--- START OF GIVEN ENTRIES ---

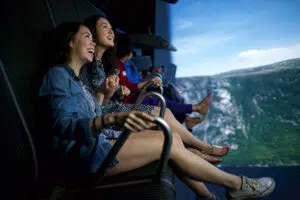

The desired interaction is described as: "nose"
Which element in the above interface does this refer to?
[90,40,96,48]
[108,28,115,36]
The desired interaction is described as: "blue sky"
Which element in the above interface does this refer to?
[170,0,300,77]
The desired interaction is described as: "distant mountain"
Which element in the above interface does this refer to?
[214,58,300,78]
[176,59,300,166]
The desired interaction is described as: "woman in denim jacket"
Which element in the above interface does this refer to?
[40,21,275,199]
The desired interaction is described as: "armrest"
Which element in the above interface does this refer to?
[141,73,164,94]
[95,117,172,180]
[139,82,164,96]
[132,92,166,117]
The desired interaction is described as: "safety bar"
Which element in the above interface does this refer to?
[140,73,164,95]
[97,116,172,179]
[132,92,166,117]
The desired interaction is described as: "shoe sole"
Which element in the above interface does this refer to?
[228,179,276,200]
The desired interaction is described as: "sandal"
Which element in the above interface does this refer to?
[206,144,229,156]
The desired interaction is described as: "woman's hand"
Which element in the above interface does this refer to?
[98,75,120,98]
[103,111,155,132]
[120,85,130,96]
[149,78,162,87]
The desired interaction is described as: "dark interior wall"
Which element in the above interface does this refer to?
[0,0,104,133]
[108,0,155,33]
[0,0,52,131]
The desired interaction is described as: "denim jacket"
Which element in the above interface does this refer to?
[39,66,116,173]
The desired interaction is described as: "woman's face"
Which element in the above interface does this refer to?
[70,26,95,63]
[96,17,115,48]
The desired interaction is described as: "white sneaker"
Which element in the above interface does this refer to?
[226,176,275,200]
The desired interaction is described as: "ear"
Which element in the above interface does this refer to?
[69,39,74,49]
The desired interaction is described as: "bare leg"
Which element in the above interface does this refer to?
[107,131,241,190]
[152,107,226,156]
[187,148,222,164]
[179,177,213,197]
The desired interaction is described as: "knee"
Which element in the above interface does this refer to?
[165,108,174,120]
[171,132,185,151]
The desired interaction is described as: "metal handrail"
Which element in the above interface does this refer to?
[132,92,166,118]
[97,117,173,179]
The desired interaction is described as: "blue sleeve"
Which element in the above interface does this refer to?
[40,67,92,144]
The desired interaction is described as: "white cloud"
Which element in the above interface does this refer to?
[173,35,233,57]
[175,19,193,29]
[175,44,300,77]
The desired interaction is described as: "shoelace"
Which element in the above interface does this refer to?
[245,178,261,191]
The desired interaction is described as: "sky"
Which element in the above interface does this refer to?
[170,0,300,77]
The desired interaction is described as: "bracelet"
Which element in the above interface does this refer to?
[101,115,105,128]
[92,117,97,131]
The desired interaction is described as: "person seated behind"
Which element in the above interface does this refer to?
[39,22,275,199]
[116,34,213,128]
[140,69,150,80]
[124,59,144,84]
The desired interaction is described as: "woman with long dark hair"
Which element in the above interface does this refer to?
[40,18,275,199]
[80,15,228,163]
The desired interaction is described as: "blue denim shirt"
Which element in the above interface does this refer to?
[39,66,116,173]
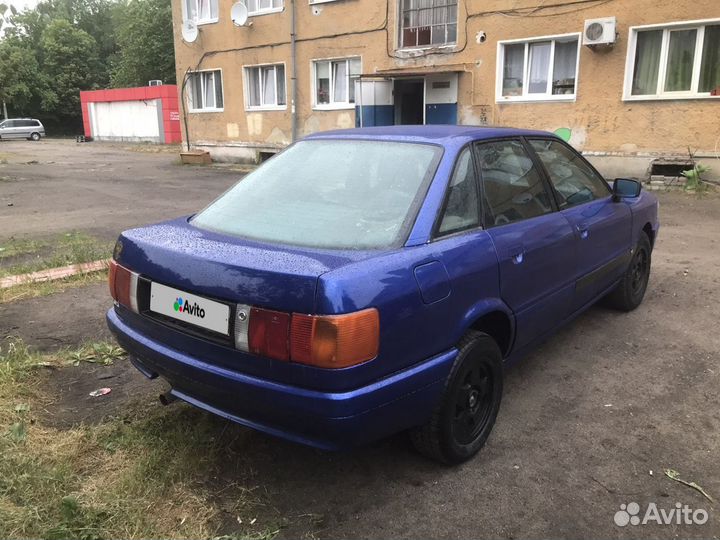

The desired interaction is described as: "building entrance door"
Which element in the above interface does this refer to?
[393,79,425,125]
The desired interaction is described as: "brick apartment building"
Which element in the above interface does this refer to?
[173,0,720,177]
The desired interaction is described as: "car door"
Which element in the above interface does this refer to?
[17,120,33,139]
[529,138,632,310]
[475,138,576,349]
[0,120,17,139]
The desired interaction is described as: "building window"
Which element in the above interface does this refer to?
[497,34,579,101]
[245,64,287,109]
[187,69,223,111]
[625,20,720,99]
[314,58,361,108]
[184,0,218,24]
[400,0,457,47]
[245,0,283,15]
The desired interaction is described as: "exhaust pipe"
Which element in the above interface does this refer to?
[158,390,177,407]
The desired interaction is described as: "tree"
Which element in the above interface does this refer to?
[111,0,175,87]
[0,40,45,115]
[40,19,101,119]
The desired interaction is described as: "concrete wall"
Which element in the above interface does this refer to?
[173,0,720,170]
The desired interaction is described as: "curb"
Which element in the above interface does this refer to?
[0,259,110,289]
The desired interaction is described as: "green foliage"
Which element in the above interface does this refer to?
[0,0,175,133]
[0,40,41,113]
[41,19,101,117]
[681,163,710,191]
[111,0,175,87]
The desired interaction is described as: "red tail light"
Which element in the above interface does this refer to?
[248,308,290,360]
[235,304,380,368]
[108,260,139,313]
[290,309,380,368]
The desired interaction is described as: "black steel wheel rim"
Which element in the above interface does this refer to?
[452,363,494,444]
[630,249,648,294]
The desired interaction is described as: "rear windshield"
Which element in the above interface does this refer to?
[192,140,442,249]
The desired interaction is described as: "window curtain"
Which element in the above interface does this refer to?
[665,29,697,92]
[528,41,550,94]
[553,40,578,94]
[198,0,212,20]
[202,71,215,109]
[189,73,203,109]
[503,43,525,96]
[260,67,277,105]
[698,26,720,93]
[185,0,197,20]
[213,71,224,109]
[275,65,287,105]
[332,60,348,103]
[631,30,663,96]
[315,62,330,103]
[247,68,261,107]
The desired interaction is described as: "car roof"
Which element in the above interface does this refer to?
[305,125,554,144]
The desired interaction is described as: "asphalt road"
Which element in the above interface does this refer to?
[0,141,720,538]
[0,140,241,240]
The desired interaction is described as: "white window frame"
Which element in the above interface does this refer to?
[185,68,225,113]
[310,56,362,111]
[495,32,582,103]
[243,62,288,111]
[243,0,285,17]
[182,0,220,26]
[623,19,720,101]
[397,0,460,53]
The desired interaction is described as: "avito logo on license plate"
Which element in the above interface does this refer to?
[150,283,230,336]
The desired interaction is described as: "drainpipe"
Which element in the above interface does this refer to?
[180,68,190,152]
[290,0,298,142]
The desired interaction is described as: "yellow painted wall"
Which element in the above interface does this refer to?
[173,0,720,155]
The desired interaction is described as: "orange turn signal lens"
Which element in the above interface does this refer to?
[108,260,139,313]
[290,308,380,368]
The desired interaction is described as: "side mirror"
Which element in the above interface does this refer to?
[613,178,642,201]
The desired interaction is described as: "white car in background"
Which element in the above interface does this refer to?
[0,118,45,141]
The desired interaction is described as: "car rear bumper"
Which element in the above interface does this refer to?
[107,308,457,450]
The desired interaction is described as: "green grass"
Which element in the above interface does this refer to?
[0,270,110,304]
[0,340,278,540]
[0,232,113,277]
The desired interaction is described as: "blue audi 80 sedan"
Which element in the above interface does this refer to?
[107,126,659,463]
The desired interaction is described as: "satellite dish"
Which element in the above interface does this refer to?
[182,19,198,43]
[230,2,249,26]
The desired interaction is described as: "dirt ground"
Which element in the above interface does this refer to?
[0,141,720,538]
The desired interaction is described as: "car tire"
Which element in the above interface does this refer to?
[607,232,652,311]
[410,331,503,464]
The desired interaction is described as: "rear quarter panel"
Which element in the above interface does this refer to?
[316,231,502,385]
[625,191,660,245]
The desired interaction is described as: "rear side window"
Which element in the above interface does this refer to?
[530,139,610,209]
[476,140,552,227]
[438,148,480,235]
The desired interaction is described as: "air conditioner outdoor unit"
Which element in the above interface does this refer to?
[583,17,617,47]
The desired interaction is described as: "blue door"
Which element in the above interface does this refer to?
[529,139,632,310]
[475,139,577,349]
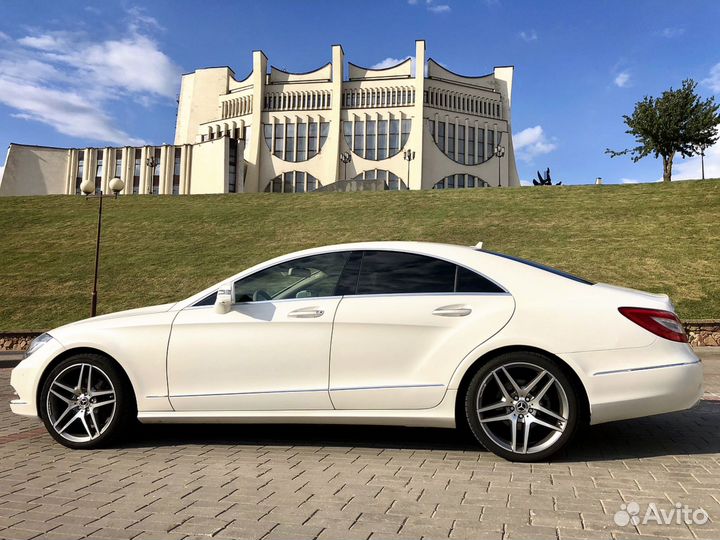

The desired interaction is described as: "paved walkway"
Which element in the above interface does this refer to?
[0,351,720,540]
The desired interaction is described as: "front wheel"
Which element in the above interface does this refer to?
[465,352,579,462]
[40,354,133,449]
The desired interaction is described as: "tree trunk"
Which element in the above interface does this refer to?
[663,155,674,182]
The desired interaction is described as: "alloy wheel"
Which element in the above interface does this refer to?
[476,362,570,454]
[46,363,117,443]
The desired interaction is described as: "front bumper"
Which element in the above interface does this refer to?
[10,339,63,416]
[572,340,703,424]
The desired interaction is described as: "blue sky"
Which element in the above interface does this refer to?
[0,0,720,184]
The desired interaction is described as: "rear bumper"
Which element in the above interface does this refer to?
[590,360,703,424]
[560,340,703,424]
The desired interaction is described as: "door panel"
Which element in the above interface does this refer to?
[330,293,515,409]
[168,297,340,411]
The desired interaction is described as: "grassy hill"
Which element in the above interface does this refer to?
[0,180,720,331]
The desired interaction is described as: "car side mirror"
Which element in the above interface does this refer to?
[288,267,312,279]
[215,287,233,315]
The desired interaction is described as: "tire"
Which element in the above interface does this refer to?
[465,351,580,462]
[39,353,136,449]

--- END OF GIVEN ENTRIES ---

#### YOUR INSTRUCTIONS:
Locate every line in the rows above that contains the word "window", treating uppercase and lowercase as different, and copy each of those lines in full.

#### WORKED ANSWER:
The desired interaction is described as: "building window"
The desired interaction is described as: "window curtain"
The desired interaction is described as: "white window frame"
The desired interaction is described as: "rear side window"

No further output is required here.